(Dataset records)
━━━━━━━━━━━━━━━━━━━━
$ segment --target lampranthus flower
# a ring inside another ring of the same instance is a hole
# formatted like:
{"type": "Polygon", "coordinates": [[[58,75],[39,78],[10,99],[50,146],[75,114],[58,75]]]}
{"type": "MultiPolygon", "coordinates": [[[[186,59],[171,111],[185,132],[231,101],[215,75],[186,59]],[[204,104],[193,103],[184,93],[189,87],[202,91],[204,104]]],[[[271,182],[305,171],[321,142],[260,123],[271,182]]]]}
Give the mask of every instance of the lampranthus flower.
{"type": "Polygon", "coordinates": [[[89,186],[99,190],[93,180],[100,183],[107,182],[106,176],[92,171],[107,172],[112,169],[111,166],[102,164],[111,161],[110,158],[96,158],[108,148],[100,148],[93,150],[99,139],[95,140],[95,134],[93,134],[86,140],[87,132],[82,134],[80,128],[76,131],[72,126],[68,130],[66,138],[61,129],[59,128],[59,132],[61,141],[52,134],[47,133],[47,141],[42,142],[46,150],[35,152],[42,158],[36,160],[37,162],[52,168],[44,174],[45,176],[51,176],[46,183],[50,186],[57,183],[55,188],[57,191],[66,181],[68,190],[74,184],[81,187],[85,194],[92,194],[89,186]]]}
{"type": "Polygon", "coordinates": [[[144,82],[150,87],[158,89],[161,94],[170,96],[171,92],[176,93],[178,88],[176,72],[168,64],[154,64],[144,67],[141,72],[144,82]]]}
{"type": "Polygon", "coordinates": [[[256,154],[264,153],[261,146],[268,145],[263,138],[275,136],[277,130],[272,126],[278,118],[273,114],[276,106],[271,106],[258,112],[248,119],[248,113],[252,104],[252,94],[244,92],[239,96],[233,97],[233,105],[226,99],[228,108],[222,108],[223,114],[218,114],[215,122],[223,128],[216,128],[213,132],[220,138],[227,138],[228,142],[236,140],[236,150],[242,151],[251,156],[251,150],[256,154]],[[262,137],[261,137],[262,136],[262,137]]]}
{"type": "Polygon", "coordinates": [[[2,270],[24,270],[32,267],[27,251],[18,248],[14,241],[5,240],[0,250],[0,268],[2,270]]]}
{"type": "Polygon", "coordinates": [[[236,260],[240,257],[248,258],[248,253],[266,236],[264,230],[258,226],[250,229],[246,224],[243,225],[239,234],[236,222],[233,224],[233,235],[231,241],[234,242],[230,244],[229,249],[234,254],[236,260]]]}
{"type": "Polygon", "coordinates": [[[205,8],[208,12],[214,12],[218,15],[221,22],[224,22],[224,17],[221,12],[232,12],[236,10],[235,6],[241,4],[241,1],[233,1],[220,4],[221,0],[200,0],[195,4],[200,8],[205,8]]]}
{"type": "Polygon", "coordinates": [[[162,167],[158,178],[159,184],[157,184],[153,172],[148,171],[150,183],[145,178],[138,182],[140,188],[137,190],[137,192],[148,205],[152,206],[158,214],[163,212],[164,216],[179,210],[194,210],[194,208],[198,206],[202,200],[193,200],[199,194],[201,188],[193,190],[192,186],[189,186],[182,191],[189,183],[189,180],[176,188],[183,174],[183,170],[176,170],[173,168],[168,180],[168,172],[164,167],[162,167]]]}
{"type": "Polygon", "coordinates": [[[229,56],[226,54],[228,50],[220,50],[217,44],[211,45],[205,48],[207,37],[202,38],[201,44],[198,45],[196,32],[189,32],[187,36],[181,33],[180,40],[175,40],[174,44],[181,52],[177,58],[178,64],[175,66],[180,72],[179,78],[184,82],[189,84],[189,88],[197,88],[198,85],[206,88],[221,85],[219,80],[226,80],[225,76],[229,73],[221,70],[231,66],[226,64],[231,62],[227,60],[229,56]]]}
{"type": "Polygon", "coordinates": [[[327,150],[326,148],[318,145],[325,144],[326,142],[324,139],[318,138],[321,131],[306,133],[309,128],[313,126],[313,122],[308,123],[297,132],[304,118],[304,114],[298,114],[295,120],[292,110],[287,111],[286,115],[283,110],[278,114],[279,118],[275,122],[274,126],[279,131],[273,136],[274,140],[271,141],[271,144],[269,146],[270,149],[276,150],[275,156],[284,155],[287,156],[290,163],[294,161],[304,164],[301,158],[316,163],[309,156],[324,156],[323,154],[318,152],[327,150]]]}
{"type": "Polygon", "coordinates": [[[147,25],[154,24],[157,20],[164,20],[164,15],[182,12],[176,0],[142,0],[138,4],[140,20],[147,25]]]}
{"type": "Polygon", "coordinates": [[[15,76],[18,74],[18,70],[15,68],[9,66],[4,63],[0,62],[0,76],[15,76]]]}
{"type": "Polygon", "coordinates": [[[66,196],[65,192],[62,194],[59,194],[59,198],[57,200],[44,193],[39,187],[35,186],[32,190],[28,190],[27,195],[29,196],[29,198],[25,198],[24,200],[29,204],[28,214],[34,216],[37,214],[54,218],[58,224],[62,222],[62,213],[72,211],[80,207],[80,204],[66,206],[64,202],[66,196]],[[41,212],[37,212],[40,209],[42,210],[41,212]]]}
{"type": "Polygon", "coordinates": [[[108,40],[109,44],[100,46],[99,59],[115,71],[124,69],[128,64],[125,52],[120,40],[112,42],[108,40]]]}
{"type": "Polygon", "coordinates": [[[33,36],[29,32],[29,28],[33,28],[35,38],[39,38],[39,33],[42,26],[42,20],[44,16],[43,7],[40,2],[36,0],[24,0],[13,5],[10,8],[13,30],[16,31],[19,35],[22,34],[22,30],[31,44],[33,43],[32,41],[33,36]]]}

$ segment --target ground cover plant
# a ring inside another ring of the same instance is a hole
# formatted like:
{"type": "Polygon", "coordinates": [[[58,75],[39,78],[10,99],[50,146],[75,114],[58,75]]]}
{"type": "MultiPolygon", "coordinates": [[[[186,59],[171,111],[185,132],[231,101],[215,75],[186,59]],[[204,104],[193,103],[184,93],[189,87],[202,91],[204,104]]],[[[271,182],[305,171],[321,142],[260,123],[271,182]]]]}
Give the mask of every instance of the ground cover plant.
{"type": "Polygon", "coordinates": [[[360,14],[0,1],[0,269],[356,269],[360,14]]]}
━━━━━━━━━━━━━━━━━━━━
**Exercise prompt:**
Pick out each line in the records above that contains the string "segment", and copy those lines.

**The answer:**
$ segment --target lampranthus flower
$ segment --target ground cover plant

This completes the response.